**DESCRIPTION OF THE TASK**
Will you write out the data exactly, excluding every picture?

**MATERIAL SUPPLIED**
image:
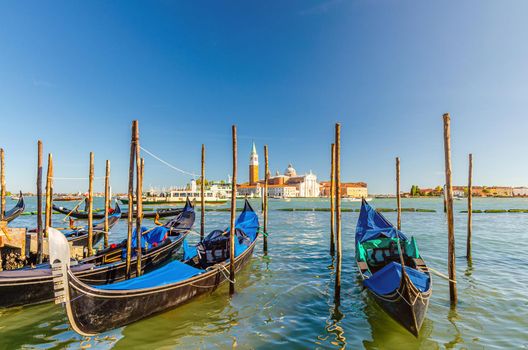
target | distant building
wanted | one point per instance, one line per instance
(520, 191)
(284, 185)
(348, 189)
(253, 166)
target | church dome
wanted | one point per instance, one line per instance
(290, 171)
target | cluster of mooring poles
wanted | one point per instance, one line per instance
(335, 208)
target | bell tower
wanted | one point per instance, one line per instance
(253, 166)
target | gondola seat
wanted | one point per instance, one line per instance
(387, 280)
(173, 272)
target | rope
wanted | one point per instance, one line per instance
(167, 163)
(77, 178)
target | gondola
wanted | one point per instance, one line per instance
(35, 285)
(381, 250)
(160, 213)
(95, 309)
(15, 212)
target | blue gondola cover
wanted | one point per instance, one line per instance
(387, 280)
(372, 224)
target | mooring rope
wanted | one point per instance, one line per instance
(167, 163)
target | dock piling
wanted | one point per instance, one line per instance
(233, 213)
(47, 216)
(139, 202)
(449, 204)
(338, 211)
(40, 233)
(398, 194)
(332, 199)
(107, 202)
(90, 205)
(2, 184)
(202, 196)
(131, 195)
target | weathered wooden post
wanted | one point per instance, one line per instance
(265, 195)
(131, 195)
(449, 202)
(398, 195)
(40, 233)
(338, 211)
(50, 217)
(202, 196)
(139, 210)
(332, 200)
(107, 202)
(139, 202)
(470, 207)
(2, 184)
(233, 213)
(48, 212)
(90, 206)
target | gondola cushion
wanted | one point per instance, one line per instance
(387, 280)
(148, 240)
(173, 272)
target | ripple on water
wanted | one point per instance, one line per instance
(286, 299)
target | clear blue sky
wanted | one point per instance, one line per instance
(75, 74)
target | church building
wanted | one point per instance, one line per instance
(285, 185)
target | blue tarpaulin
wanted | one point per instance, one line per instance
(173, 272)
(148, 240)
(372, 224)
(387, 280)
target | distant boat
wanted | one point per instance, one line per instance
(180, 196)
(355, 199)
(67, 198)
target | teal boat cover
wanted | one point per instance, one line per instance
(387, 280)
(372, 224)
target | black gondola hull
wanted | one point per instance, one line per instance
(408, 313)
(93, 311)
(161, 213)
(32, 290)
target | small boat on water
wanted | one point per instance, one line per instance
(354, 199)
(15, 212)
(381, 252)
(94, 309)
(78, 214)
(35, 285)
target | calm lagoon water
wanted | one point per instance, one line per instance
(285, 299)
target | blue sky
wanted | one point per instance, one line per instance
(75, 74)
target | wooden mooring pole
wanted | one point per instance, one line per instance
(40, 233)
(48, 210)
(398, 194)
(202, 196)
(266, 180)
(139, 202)
(338, 211)
(449, 202)
(131, 196)
(233, 213)
(332, 200)
(470, 207)
(107, 202)
(90, 206)
(2, 184)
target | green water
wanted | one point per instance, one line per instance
(285, 300)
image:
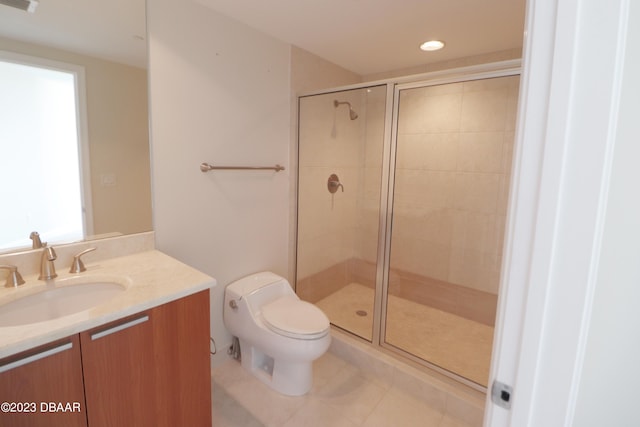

**SOLVED PROBLEM**
image:
target | distant building
wanted | one point per instance, one line per instance
(520, 191)
(284, 185)
(348, 189)
(253, 166)
target | church dome
wanted | one point per instance, one line per instance
(290, 171)
target | cluster of mooring poles
wanted | one point per instance, one line per instance
(335, 208)
target | bell tower
wanted | one point per instance, one line per instance
(253, 166)
target | gondola seat
wanted | one point per instance, one line per instance
(387, 280)
(173, 272)
target | rope
wanted | one point per instance, one line per instance
(167, 163)
(77, 178)
target | gondola
wanted | one point per instance, one line per instance
(35, 285)
(381, 250)
(160, 213)
(95, 309)
(15, 212)
target | blue gondola cover
wanted | one point per instance, one line per instance
(387, 280)
(372, 224)
target | mooring rope
wanted | one point per instance, one line per instance
(167, 163)
target | dock piling
wanted | one point per instance, one line per instance
(233, 213)
(47, 216)
(139, 202)
(449, 204)
(338, 211)
(40, 233)
(398, 194)
(332, 199)
(107, 202)
(90, 205)
(2, 184)
(202, 196)
(131, 195)
target | weathered wooden post
wanted | one point per instance, one line per instance
(265, 195)
(131, 195)
(449, 202)
(398, 195)
(40, 233)
(338, 211)
(50, 217)
(202, 196)
(139, 210)
(332, 200)
(107, 202)
(139, 202)
(470, 207)
(2, 184)
(233, 213)
(48, 212)
(90, 206)
target | gondola cushion
wanted | one point per instance, one line per instance
(387, 280)
(148, 240)
(173, 272)
target | ripple on water
wanted | one point per instance, one line per instance
(286, 299)
target | clear blue sky
wanted | one point per instance, one line per instance
(75, 74)
target | church building
wanted | one point per instance, one line per instance
(285, 185)
target | blue tarpaulin
wanted | one point per instance, one line per instance
(173, 272)
(148, 240)
(372, 224)
(387, 280)
target | distant boat
wanted | one point per instance, one line per instance
(180, 196)
(355, 199)
(67, 198)
target | teal boat cover
wanted | one point per instance, one line per instance
(387, 280)
(372, 224)
target | black gondola hull
wanted | one point per instance, one line per instance
(408, 313)
(93, 311)
(161, 213)
(32, 290)
target | small boat on water
wanted | one point per instance, one line per instance
(354, 199)
(15, 212)
(381, 252)
(94, 309)
(78, 214)
(35, 285)
target | calm lagoon water
wanted | one point per instance, one line per instance
(285, 299)
target | blue sky
wanted | one point per instance, one line per instance
(75, 74)
target | wooden mooring pole
wanted | one point per instance, one line per instance
(40, 233)
(48, 210)
(398, 194)
(202, 196)
(266, 180)
(139, 202)
(338, 211)
(449, 202)
(131, 196)
(233, 213)
(332, 200)
(470, 207)
(107, 202)
(90, 206)
(2, 184)
target | green water
wanted | one point per instance, one line per instance
(285, 300)
image:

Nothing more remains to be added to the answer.